**Task objective:** Gather every line of the listing below that contains the string "tire", copying each one in full. Treat the match as case-sensitive.

**Provided records:**
========

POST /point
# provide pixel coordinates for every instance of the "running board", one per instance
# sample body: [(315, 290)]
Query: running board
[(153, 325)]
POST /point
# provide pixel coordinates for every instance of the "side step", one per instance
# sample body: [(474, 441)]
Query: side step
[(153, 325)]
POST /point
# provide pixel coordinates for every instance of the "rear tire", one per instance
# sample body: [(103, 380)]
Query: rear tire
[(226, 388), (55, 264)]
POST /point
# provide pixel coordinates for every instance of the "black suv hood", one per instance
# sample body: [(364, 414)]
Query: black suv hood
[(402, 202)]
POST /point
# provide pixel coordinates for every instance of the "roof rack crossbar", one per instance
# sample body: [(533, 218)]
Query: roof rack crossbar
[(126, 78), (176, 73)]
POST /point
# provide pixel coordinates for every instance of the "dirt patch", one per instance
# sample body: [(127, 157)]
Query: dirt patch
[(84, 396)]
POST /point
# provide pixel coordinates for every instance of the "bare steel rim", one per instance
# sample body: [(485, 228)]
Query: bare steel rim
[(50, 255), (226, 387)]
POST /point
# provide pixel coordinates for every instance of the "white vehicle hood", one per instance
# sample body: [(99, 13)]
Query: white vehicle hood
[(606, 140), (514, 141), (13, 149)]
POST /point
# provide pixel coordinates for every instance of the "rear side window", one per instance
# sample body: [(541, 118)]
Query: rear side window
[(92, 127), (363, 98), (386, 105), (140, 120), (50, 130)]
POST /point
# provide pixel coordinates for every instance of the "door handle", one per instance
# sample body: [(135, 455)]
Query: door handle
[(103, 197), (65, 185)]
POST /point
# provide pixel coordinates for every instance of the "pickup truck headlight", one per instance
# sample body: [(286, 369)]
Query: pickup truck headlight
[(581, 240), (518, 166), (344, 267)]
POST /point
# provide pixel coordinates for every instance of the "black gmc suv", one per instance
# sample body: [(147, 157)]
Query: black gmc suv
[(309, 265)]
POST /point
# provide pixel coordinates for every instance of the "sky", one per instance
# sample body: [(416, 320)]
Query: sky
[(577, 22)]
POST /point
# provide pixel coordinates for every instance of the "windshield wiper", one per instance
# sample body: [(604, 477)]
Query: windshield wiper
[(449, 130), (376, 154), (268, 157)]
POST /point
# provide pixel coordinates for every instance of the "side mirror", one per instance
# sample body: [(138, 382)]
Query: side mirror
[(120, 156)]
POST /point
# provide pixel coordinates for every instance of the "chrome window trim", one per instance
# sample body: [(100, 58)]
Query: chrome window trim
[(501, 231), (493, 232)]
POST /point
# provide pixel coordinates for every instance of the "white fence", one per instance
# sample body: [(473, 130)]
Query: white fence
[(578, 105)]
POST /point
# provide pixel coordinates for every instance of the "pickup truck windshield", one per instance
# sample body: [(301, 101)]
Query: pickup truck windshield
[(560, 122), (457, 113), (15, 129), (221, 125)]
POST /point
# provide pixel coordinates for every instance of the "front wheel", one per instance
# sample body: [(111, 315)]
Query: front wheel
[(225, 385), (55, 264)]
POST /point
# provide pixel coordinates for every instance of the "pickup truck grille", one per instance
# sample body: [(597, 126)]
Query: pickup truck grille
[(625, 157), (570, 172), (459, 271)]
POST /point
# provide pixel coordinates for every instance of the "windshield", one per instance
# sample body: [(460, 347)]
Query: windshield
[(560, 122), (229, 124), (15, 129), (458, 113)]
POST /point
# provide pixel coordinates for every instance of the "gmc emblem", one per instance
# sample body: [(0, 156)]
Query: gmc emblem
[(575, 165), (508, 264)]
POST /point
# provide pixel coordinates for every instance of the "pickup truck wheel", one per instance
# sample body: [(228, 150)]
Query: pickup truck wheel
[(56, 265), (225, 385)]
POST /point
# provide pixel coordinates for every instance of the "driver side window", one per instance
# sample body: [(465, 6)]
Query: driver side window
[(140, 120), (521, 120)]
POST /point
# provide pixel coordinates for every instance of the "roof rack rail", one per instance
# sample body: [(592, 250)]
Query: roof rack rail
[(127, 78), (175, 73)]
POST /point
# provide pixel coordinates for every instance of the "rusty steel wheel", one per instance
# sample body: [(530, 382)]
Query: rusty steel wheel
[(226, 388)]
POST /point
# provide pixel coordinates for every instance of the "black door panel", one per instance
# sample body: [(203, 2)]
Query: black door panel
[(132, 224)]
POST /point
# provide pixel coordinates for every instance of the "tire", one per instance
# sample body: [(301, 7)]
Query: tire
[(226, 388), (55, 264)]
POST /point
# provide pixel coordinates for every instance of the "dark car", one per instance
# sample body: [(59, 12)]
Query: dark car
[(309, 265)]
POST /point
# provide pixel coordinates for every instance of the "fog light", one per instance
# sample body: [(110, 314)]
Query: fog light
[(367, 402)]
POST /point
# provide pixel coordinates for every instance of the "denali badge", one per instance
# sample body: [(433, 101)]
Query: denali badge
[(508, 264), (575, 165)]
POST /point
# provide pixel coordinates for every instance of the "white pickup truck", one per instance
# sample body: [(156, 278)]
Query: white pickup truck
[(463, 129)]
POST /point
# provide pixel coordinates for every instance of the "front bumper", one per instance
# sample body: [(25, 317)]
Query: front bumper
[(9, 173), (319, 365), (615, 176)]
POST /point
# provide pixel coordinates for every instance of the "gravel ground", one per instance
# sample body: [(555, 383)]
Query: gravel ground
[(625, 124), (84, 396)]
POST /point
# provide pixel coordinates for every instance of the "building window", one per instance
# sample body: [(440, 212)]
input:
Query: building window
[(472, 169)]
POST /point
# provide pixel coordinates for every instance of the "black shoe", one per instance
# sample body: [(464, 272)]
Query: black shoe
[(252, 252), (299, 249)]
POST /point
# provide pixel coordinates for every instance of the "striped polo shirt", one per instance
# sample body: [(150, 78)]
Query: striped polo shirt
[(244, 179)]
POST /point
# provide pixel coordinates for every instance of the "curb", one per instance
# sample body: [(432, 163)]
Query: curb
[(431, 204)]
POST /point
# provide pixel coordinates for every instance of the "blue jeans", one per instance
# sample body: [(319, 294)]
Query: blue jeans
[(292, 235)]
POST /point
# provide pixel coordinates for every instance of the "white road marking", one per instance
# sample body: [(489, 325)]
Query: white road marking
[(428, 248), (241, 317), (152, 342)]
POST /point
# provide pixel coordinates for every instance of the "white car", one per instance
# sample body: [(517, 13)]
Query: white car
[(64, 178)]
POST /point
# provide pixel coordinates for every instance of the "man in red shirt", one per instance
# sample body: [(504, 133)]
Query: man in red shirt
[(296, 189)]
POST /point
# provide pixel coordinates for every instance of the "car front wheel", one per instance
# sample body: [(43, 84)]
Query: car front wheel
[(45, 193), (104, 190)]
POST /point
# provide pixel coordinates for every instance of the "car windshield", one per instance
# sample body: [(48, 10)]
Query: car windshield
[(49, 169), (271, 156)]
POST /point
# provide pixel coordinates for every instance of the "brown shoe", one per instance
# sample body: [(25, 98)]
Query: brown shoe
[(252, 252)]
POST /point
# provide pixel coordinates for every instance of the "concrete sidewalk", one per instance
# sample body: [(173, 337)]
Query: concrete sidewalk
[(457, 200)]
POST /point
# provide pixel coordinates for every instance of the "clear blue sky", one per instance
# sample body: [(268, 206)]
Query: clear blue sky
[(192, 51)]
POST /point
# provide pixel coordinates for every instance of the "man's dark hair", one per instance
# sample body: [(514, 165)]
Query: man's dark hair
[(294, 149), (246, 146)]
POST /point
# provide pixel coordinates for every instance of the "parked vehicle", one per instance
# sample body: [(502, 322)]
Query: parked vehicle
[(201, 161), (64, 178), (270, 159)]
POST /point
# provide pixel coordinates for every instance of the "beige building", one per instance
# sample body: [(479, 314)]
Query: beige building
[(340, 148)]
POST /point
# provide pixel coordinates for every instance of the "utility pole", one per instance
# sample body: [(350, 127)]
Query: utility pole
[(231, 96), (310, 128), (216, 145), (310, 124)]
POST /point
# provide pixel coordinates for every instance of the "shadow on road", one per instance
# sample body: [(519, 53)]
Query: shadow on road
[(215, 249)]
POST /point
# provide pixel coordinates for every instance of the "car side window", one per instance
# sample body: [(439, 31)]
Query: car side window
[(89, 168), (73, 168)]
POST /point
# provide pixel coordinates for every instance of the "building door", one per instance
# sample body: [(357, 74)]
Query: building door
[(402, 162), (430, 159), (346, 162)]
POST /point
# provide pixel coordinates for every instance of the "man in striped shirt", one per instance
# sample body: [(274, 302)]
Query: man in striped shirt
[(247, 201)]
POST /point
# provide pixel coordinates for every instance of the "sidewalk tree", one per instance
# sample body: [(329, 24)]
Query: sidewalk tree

========

**Exercise solution:**
# provide pixel coordinates for every instance of the "rear tire", one per instance
Query: rear tire
# provide pixel coordinates for every instance of the "tire", one per instance
Query: tire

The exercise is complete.